====== DOKUMENTAUSZUG

Parteien Kühnert-Nachfolger Miersch: Wofür der neue SPD-General steht
Der Neue in der SPD-Führung freut sich auf Debatten mit CDU-Kanzlerkandidat Merz. Kanzler Scholz könne auf ihn zählen, meint er - doch auch mit ihm will Miersch Klartext reden.
Der neue SPD-Generalsekretär Matthias Miersch hat Bundeskanzler Olaf Scholz seine Rückendeckung ausgesprochen - will ihm aber durchaus auch Kontra geben. „Olaf Scholz wird sich auf mich hundertprozentig verlassen können“, sagte der 55-Jährige in Berlin. Zugleich betonte er: „Ich werde nicht bequem und ein einfacher Ja-Sager sein.“
Der Niedersachse übernimmt mit sofortiger Wirkung das Amt von Kevin Kühnert, der am Montag aus gesundheitlichen Gründen überraschend zurückgetreten war. Er soll der nach Umfragewerten taumelnden Kanzlerpartei wieder Stabilität und Stärke verleihen.
Miersch setzt auf Scholz als Kanzlerkandidaten
Der Bundestagsabgeordnete steigt ein Jahr vor der Bundestagswahl - in einer strategisch kritischen Phase - damit auch in die Organisation des SPD-Wahlkampfs ein. Erwartet wird allerdings, dass hier auch Parteichef Lars Klingbeil kräftig mitmischen wird, der selbst den erfolgreichen Wahlkampf vor der vergangenen Bundestagswahl organisiert hat.
Wahlkampf werde „Aufgabe der Parteispitze jetzt sein“, sagte Klingbeil. Die SPD habe Lust darauf. Natürlich wolle sie kein vorzeitiges Ende der Koalition, sondern den Ampel-Vertrag erfüllen. Aber: „Wenn das anders kommen sollte, dann sind wir vorbereitet.“
Miersch betonte, er gehe fest von einem Kanzlerkandidaten Scholz aus. Es sei aber „überhaupt nicht notwendig“, ihn jetzt schon zu nominieren. „Wir haben einen Kandidaten“, betonte er. Nun müsse sich Scholz aber erst einmal auf die aktuelle Regierungsarbeit konzentrieren.
Auch über Koalitionsoptionen nach der nächsten Bundestagswahl will Miersch noch nicht öffentlich nachdenken. Das erklärte Ziel der SPD sei es, wieder zur stärksten Fraktion im Bundestag zu werden. „Und dann sehen wir weiter.“
Kenner in Energie-, Industrie- und Klimapolitik
Der gebürtige Hannoveraner Miersch ist ein erfahrener Politiker und Stratege. Er sitzt seit 2005 im Bundestag, ist einer der Sprecher der Parlamentarischen Linken in der SPD. Als Fraktionsvize ist er zuständig für Umwelt, Klimaschutz und Energiepolitik. Er hat nicht nur das umstrittene Heizungsgesetz mit Grünen und FDP verhandelt, sondern sammelt gerade auch Ideen der SPD für eine bessere Industriepolitik - zur Rettung von Arbeitsplätzen und für günstigen Industriestrom.

============
====== ROHDATENSÄTZE

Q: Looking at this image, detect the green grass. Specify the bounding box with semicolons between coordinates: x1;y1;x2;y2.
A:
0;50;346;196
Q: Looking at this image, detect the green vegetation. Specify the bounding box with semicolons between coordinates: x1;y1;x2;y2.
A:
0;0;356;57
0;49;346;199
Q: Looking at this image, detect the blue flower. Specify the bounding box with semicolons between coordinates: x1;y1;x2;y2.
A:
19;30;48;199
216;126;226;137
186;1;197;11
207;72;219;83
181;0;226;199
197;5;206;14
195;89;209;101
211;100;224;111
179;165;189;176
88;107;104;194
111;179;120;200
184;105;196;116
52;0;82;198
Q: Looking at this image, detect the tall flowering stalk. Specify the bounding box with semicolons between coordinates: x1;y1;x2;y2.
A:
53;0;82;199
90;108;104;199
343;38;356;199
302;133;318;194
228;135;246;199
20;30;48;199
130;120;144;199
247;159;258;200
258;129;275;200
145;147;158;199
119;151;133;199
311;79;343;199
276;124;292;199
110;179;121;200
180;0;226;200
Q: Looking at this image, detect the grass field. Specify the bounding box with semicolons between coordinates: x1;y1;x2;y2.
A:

============

AUFGABE 1.
Nenne alle Personen, die im Artikel über den neuen SPD-Generalsekretär namentlich genannt werden.
AUFGABE 2.
Skaliere in den Datensätzen von der Zeile mit „Q: Looking at this image, detect the blue“ bis einschließlich der Zeile mit „52;0;82;198“ jeden Koordinatenwert der Bounding-Boxen mit dem Faktor 2,25 und runde auf ganze Zahlen, Hälften aufwärts. Gib ausschließlich diese Zeilen vollständig wieder und lass alles Übrige darin unverändert.

VOLLSTÄNDIGE LÖSUNG 1.
Matthias Miersch, Merz, Olaf Scholz, Kevin Kühnert, Lars Klingbeil

VOLLSTÄNDIGE LÖSUNG 2.
Q: Looking at this image, detect the blue flower. Specify the bounding box with semicolons between coordinates: x1;y1;x2;y2.
A:
43;68;108;448
486;284;509;308
419;2;443;25
466;162;493;187
407;0;509;448
443;11;464;32
439;200;470;227
475;225;504;250
403;371;425;396
198;241;234;437
250;403;270;450
414;236;441;261
117;0;185;446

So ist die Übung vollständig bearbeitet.